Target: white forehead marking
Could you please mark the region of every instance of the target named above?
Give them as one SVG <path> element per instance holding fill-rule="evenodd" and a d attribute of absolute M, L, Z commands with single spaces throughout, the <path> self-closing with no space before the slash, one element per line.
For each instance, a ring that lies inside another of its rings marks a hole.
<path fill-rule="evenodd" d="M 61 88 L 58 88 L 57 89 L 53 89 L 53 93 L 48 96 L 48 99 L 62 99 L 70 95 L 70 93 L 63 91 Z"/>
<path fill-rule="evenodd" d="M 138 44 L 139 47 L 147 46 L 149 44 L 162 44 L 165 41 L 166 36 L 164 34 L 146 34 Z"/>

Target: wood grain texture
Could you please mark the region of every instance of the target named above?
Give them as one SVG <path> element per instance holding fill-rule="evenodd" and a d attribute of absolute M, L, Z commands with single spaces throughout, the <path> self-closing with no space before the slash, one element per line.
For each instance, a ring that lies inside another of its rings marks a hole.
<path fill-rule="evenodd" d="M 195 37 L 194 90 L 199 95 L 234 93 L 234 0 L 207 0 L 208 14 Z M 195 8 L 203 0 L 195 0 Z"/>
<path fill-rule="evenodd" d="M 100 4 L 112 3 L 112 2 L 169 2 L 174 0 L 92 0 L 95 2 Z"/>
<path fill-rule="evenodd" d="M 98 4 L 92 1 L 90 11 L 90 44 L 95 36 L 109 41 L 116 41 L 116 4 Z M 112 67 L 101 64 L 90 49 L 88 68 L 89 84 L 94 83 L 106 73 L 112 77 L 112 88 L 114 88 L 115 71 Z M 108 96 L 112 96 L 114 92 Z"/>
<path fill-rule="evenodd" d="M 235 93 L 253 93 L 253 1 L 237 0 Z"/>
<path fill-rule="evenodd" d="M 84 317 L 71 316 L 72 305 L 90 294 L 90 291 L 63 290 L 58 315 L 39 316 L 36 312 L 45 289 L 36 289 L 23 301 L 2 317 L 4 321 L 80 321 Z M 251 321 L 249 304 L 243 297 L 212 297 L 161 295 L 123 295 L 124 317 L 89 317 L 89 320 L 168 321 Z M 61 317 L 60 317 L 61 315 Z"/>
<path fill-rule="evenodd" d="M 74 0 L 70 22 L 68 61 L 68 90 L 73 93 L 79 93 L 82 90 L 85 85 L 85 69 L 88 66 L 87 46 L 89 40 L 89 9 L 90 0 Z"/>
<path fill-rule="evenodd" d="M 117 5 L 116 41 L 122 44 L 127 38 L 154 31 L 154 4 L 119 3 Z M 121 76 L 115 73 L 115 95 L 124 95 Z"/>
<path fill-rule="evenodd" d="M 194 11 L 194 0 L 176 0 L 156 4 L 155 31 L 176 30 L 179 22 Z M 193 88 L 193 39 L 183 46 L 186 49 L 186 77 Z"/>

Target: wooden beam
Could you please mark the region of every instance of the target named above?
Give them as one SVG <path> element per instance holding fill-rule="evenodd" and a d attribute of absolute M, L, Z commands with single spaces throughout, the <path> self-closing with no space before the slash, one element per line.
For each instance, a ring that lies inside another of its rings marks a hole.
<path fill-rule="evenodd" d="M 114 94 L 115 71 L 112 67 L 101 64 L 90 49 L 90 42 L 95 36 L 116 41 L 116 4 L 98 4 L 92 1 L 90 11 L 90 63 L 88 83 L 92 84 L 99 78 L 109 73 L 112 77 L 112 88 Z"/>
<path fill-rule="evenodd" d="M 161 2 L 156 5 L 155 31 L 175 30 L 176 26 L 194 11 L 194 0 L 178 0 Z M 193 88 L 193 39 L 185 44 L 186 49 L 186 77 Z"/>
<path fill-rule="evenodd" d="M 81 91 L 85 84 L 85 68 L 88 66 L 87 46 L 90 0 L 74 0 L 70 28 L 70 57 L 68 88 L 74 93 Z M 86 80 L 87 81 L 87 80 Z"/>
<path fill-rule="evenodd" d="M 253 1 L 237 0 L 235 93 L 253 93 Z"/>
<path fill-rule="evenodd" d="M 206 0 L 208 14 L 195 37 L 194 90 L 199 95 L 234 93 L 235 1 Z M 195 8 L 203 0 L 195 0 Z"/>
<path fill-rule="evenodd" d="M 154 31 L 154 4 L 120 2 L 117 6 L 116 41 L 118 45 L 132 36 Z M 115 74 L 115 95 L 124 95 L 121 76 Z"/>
************
TO DO:
Format everything from the line containing "Target: wooden beam" down to the end of the entries as a two-column CSV with the headers text and answer. Give one row per entry, with each field in double quotes and any line breaks inside a field replaced by spaces.

SOLUTION:
text,answer
"Target: wooden beam Could you please mark the region of every instance of the target named above? Give them as one SVG <path> element per instance holding fill-rule=""evenodd"" and a d attribute of absolute M, L, Z commands with single spaces throughout, the <path> self-closing with no space before the slash, one element per line. For each instance, a ring that lies inside another of its rings marks a hole.","<path fill-rule=""evenodd"" d=""M 114 94 L 115 71 L 112 67 L 101 64 L 90 49 L 90 42 L 95 36 L 116 41 L 116 4 L 98 4 L 92 1 L 90 11 L 90 63 L 88 83 L 92 84 L 99 78 L 109 73 L 112 77 L 112 88 Z""/> <path fill-rule=""evenodd"" d=""M 161 2 L 156 5 L 155 31 L 175 30 L 176 26 L 194 11 L 194 0 L 178 0 Z M 193 88 L 193 39 L 185 44 L 186 49 L 186 77 Z""/> <path fill-rule=""evenodd"" d=""M 81 91 L 85 84 L 85 68 L 88 66 L 87 46 L 90 0 L 74 0 L 70 28 L 70 57 L 68 88 L 74 93 Z M 86 80 L 87 81 L 87 80 Z""/> <path fill-rule=""evenodd"" d=""M 253 1 L 237 0 L 235 93 L 253 93 Z""/> <path fill-rule=""evenodd"" d=""M 206 0 L 208 14 L 195 37 L 194 90 L 199 95 L 234 93 L 235 1 Z M 195 8 L 203 0 L 195 0 Z""/> <path fill-rule=""evenodd"" d=""M 154 31 L 154 4 L 120 2 L 117 6 L 116 41 L 118 45 L 132 36 Z M 115 74 L 115 95 L 124 95 L 121 76 Z""/>"